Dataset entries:
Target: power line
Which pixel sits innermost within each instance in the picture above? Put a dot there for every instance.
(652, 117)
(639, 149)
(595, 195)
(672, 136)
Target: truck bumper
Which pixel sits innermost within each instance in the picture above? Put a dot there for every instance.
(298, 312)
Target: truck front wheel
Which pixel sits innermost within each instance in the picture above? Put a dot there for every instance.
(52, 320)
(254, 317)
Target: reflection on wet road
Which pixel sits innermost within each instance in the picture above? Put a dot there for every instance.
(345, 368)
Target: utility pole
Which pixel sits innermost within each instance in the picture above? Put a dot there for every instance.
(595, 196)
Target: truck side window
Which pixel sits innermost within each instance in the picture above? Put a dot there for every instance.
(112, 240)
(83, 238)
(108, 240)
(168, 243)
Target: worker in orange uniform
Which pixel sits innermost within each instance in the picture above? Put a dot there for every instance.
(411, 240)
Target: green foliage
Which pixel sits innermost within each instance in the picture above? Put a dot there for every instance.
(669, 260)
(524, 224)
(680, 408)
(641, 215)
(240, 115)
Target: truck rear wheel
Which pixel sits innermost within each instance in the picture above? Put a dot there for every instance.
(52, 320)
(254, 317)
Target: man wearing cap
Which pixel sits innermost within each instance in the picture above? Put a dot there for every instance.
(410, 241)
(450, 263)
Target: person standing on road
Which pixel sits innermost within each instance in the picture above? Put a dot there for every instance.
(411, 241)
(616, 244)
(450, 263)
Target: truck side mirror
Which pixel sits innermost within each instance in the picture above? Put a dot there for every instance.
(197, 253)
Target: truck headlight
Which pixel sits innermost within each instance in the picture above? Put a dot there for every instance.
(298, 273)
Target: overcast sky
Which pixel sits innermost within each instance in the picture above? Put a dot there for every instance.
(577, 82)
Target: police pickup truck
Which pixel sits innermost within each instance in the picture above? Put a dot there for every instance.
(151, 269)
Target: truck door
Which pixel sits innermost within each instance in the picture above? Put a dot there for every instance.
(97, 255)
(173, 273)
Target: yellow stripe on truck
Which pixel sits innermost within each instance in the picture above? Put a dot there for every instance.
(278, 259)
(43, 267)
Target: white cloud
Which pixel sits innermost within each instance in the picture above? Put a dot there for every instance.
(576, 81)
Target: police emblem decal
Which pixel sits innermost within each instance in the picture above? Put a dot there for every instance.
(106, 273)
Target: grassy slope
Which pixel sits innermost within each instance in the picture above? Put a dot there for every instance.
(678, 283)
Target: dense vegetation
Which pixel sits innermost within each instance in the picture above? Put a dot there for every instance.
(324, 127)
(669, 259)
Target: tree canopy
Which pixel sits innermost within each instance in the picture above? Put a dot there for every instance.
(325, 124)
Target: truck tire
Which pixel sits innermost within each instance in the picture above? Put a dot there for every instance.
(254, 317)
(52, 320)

◆ **Stated exercise**: Rewrite the records above with every "Put a dot there" changed to "Place a marker there", keeping everything else the same.

◆ **Expected answer**:
Target: power line
Which pixel sits innermost within each instance in the picture above? Place a marker there for every instance.
(652, 117)
(639, 149)
(595, 195)
(672, 136)
Target: truck bumper
Which pixel sits innermost within each instance in the picture above? Place a marker there for every instance.
(298, 312)
Target: truck front wheel
Which pixel sits innermost within each instance in the picture above? Place a marker there for every instance.
(52, 320)
(254, 317)
Target: reflection on wet road
Which pixel sits innermost within each instance in the picture above? Place a marker there for every instance.
(345, 368)
Target: utility pole
Which pixel sits innermost within each instance in the picture above? Place a marker there for every instance.
(595, 196)
Target: truck side window
Which pixel sits innermost within each instance in the picture above? Place a marker there for every instance.
(112, 240)
(83, 238)
(108, 240)
(168, 243)
Target: worker in orange uniform
Which pixel sits innermost within each instance in the picture above? Place a marker there for every instance.
(411, 240)
Target: green foliage
Which pixel sits innermost within each instance in the picture above? Place a marker there for every instance.
(669, 260)
(524, 224)
(680, 408)
(641, 215)
(240, 115)
Target: truck rear wheel
Which pixel sits innermost within each instance in the picture above? Place a marker there for every instance.
(52, 320)
(254, 317)
Target: man wearing cap
Which pixel sits innermost within each instance in the picture above? Place a marker there for every instance.
(410, 241)
(450, 263)
Target: person standing on road
Which pixel sits innermost within each instance in the picture above? Place a marker there for every instance.
(411, 241)
(616, 244)
(450, 263)
Target: truck side mirror
Which pixel sits innermost within each instance in the picture above? Place a marker there for every instance.
(197, 253)
Target: truck headlight
Which pixel sits innermost within each instance in the picture above? Place a marker there for every instance.
(298, 273)
Target: overcast sky
Which pixel sits innermost within each instance in the picture above? Place a marker there for every instance.
(577, 82)
Target: police pickup truck
Which pixel sits innermost within each instance in the picture above? Place a marker there for every instance.
(151, 269)
Target: truck door
Which pixel sits innermost within each instance in the picture above? Place a marker there for every instance.
(97, 255)
(173, 273)
Target: yellow stripe on truck
Which pixel sits innermost within each instance in the picture above? Place a marker there for every instance.
(278, 259)
(43, 267)
Target: white cloud
Which pixel sits innermost within each instance in the picture above? Place a marker there for every instance.
(576, 81)
Target: police emblem decal
Which pixel sits innermost within each instance in the picture above? Place a marker there for every instance.
(106, 273)
Target: grassy slope
Which pixel sits innermost within each instance in the picture above? Place a marker there for every instance.
(678, 283)
Target: dense vegetation
Which pixel sits innermost within each instance in the picture above? Place a marker there for every instance.
(324, 127)
(669, 259)
Target: tree canopy
Which pixel sits innermost within each instance in the picture above? Place a marker there for every instance.
(325, 124)
Target: truck tire
Which pixel sits innermost within each instance in the picture above? Place a marker there for every instance.
(254, 317)
(52, 320)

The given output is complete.